━━━ ИСХОДНЫЙ ОТРЫВОК

В двух веках. Жизненный отчет российского государственного и политического деятеля, члена Второй Государственной думы (Гессен) - страница 197

Чтобы дать представление о настроении, которое тогда нами владело, я решаюсь привести отрывок из речи, произнесенной мной в переполненном зале Литературного общества:

«С тех пор как разнеслась по лицу земли русской роковая весть о смерти Муромцева, в ушах неумолчно, точно колокол, звучат слова его, сказанные с новой высокой трибуны с той величавой уверенностью, которая так соответствовала величию момента и так органически свойственна была Муромцеву: „Совершается великое. Воля народа получает свое выражение“. Слова эти звучат теперь тем громче, чем мертвеннее окружившая нас тишина, и звучат они уже не радостным благовестом, а похоронным звоном. Повержено в прах великое. Но не в том беда, что мы потерпели поражение, поражения терпят и лучшие полководцы и самые храбрые войска. Трагизм в том, что мы после этого опустили руки, разуверились в себе, бежим от самих себя и беспомощно мечемся в разные стороны… Словно молнией смерть Муромцева на мгновение озарила пройденный путь, эти ужасные последние годы и нам стало страшно… Мне думается, что те сотни тысяч, которые живой цепью сомкнулись вокруг гроба Муромцева, пришли не для того, чтобы выразить сожаление, а чтобы оплакать самих себя, чтобы вернуться к тому месту, с которого они так безумно сорвались.

Муромцев не нуждается в каких бы то ни было сожалениях, это была личность в полном смысле исключительная. В последние дни мы то и дело слышим: имя Муромцева бессмертно. Не следует этим словом играть. История все заносит на свои скрижали, добру и злу внимая равнодушно. Имя Муромцева станет бессмертным, если мы проникнемся его заветами, если будем дружно стремиться, чтобы свершилось великое, чтобы воля народа получила свое выражение».

Чистосердечно сейчас подтверждаю, что я далек был от мысли приспособить речь к целям педагогического воздействия. Нет, не до того было уже хотя бы потому, что и на себе самом я испытывал гнетущее изменение светлого настроения, болезненно подчеркнутое смертью Муромцева. Прошло после этого еще несколько месяцев, и, с еще более ошеломляющей неожиданностью, обрушилась на русское общество другая смерть. Робость охватывает перед необходимостью дать представление о впечатлении, которое уход и смерть «великого писателя земли русской» вызвали во всей России. Как удачно выразился Чуковский: «Если бы я теперь подводил итоги не только этому единственному году, но целому столетию, целой эпохе, то и тогда прежде всего я должен был бы произнести магическое слово – Толстой».

━━━━━━

§ **НАБОР ЗАДАНИЙ**:
[1] Перечислите, что мы, по словам речи из отрывка, сделали после поражения.
[2] Кратко перескажите абзац отрывка, начинающийся словами «Муромцев не нуждается», сохранив его главные мысли.
[3] Где, согласно отрывку, была произнесена речь о смерти Муромцева?
Отвечайте, пользуясь только этим отрывком.

━━━ ПРЕДОСТАВЛЕННЫЕ ДАННЫЕ

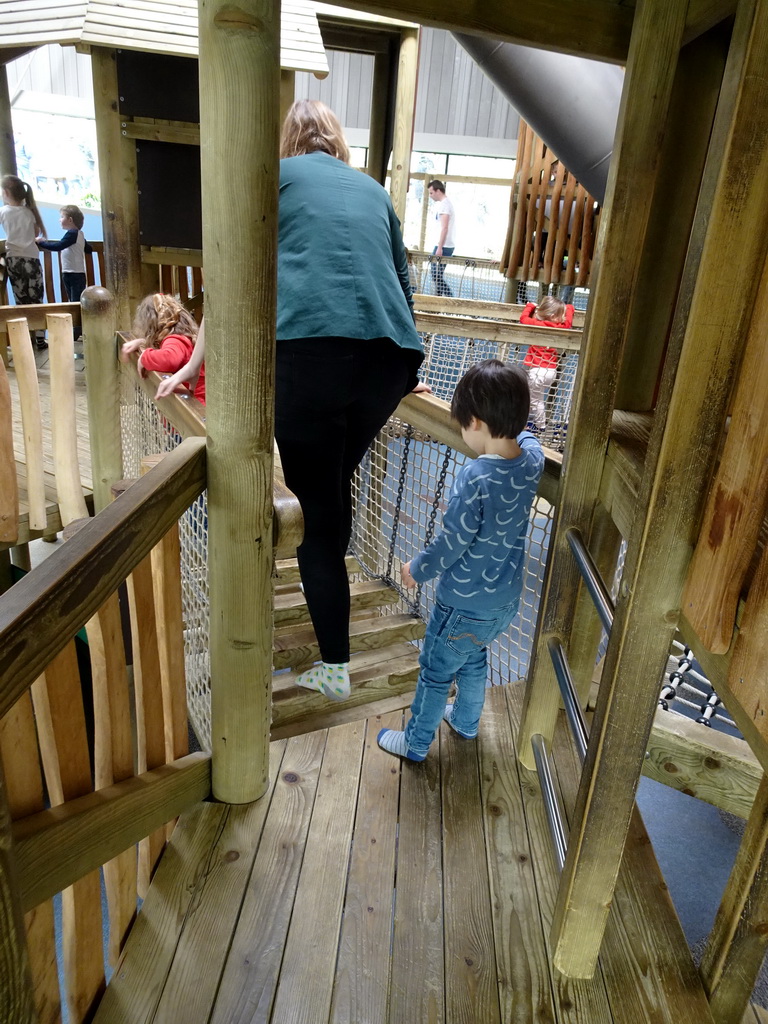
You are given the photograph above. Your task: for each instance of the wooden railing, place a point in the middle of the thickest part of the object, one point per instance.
(553, 219)
(109, 786)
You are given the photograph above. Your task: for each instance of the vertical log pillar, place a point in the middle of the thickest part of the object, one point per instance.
(403, 120)
(287, 92)
(117, 169)
(7, 147)
(102, 379)
(239, 93)
(380, 93)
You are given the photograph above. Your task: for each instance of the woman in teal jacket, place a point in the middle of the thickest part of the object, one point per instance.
(347, 353)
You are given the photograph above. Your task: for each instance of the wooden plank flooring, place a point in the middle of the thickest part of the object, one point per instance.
(360, 890)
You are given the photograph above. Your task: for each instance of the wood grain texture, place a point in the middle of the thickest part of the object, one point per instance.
(361, 983)
(50, 605)
(96, 826)
(471, 989)
(524, 988)
(305, 986)
(32, 421)
(250, 978)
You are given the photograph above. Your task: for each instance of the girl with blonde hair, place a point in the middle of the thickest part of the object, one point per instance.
(22, 222)
(166, 338)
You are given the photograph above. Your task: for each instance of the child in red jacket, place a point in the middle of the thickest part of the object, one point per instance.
(541, 360)
(167, 334)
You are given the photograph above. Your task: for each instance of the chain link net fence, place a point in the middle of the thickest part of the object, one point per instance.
(145, 431)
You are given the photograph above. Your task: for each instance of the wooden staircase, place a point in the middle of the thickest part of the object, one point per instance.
(384, 663)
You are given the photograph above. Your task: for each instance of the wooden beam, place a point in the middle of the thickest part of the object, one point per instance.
(704, 763)
(102, 379)
(737, 942)
(499, 331)
(728, 240)
(586, 28)
(117, 166)
(682, 161)
(378, 155)
(240, 96)
(46, 608)
(56, 847)
(184, 133)
(404, 114)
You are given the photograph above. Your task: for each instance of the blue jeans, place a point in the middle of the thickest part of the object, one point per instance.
(455, 647)
(437, 270)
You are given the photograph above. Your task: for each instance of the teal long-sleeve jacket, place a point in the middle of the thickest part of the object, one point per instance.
(342, 269)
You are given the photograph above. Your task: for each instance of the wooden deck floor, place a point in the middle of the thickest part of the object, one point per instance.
(361, 890)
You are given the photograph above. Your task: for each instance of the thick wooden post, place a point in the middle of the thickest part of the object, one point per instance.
(7, 146)
(382, 84)
(404, 109)
(240, 93)
(117, 170)
(102, 379)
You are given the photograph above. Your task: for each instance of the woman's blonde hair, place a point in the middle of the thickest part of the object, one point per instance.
(22, 193)
(312, 127)
(551, 308)
(158, 315)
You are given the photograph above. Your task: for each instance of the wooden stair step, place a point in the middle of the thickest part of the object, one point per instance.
(290, 605)
(374, 675)
(297, 647)
(287, 569)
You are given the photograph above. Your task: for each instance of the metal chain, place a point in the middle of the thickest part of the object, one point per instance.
(398, 502)
(432, 517)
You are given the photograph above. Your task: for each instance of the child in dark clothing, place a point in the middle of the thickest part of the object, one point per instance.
(73, 248)
(478, 556)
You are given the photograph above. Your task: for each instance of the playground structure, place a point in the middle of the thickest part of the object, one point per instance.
(656, 380)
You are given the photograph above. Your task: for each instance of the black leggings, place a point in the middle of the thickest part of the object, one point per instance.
(333, 396)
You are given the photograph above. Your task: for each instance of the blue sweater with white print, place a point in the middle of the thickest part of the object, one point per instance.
(479, 550)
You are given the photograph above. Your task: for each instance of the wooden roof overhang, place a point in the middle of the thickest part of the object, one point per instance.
(165, 27)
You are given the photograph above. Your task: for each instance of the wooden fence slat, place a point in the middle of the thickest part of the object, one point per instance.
(32, 420)
(20, 763)
(64, 750)
(8, 485)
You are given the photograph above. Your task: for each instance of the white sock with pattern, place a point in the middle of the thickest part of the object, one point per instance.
(332, 680)
(393, 741)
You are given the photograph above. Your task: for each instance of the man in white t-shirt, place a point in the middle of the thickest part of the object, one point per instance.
(445, 218)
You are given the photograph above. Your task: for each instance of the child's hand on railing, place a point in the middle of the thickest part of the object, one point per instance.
(408, 580)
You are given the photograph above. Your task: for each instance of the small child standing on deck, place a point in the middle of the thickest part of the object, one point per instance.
(20, 220)
(73, 248)
(541, 360)
(166, 341)
(478, 556)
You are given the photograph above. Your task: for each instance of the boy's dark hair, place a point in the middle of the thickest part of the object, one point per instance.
(496, 393)
(75, 214)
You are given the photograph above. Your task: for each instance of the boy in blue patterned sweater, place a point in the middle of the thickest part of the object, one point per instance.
(478, 556)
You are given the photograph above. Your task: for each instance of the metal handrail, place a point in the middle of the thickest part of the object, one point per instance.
(572, 708)
(592, 579)
(551, 803)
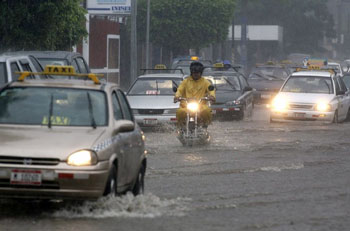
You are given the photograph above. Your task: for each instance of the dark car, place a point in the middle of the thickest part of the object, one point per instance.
(267, 80)
(234, 96)
(62, 58)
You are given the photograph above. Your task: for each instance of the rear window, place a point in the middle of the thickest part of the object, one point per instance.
(64, 106)
(308, 84)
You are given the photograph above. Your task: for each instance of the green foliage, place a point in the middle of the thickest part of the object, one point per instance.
(182, 24)
(304, 22)
(41, 24)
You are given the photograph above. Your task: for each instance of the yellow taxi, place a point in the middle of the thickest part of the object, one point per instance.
(68, 138)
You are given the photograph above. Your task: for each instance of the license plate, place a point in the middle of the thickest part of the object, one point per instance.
(150, 121)
(299, 115)
(265, 96)
(25, 177)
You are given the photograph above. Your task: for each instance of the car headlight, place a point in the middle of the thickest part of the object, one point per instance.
(279, 104)
(233, 103)
(82, 158)
(322, 106)
(193, 106)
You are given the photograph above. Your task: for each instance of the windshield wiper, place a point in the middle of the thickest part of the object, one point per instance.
(50, 111)
(93, 122)
(228, 81)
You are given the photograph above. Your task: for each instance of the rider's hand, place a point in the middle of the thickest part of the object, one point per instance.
(211, 98)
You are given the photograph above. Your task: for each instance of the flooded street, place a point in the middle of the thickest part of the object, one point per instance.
(253, 176)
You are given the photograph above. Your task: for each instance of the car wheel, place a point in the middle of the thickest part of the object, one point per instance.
(111, 186)
(335, 118)
(139, 186)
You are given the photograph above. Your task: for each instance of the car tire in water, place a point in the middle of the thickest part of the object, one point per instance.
(139, 185)
(335, 118)
(111, 186)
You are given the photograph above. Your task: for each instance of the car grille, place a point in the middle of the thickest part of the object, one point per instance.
(301, 106)
(28, 161)
(151, 111)
(5, 183)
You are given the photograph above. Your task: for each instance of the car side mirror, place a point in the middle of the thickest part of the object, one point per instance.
(247, 88)
(124, 126)
(211, 88)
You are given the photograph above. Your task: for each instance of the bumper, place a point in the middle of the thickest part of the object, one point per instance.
(226, 112)
(155, 120)
(263, 96)
(55, 183)
(301, 115)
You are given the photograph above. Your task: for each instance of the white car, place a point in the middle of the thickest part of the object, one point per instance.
(312, 95)
(151, 98)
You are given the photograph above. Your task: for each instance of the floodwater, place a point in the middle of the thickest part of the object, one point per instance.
(253, 176)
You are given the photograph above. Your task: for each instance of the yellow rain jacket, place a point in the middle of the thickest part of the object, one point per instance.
(190, 88)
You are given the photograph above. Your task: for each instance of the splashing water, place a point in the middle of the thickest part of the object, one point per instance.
(144, 206)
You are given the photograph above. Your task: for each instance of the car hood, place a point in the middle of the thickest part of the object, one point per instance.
(305, 97)
(266, 85)
(154, 102)
(57, 142)
(225, 96)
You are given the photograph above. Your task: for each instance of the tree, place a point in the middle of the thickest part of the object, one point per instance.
(304, 22)
(41, 24)
(179, 25)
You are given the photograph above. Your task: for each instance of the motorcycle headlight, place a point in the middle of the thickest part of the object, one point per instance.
(193, 106)
(82, 158)
(322, 106)
(279, 104)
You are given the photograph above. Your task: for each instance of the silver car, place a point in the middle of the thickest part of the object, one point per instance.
(68, 139)
(151, 98)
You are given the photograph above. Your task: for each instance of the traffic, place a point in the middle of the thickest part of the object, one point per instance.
(174, 115)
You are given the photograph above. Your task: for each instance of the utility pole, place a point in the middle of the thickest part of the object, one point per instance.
(244, 59)
(147, 33)
(133, 42)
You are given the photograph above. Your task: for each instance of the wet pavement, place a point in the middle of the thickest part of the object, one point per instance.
(253, 176)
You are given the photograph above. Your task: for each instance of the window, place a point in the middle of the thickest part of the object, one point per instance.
(125, 106)
(64, 106)
(117, 111)
(14, 68)
(82, 65)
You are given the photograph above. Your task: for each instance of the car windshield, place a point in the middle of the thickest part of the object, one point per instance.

━━━━━━

§ **РЕЗУЛЬТАТЫ УПРАЖНЕНИЯ**:
[1] Опустили руки; разуверились в себе; бежим от самих себя; беспомощно мечемся в разные стороны.

[2] Муромцев был исключительной личностью и в сожалениях не нуждается. Словом «бессмертно» не следует играть: история равнодушно заносит на скрижали и добро, и зло. Имя Муромцева станет бессмертным, если мы проникнемся его заветами и дружно будем добиваться, чтобы воля народа получила свое выражение.

[3] В переполненном зале Литературного общества.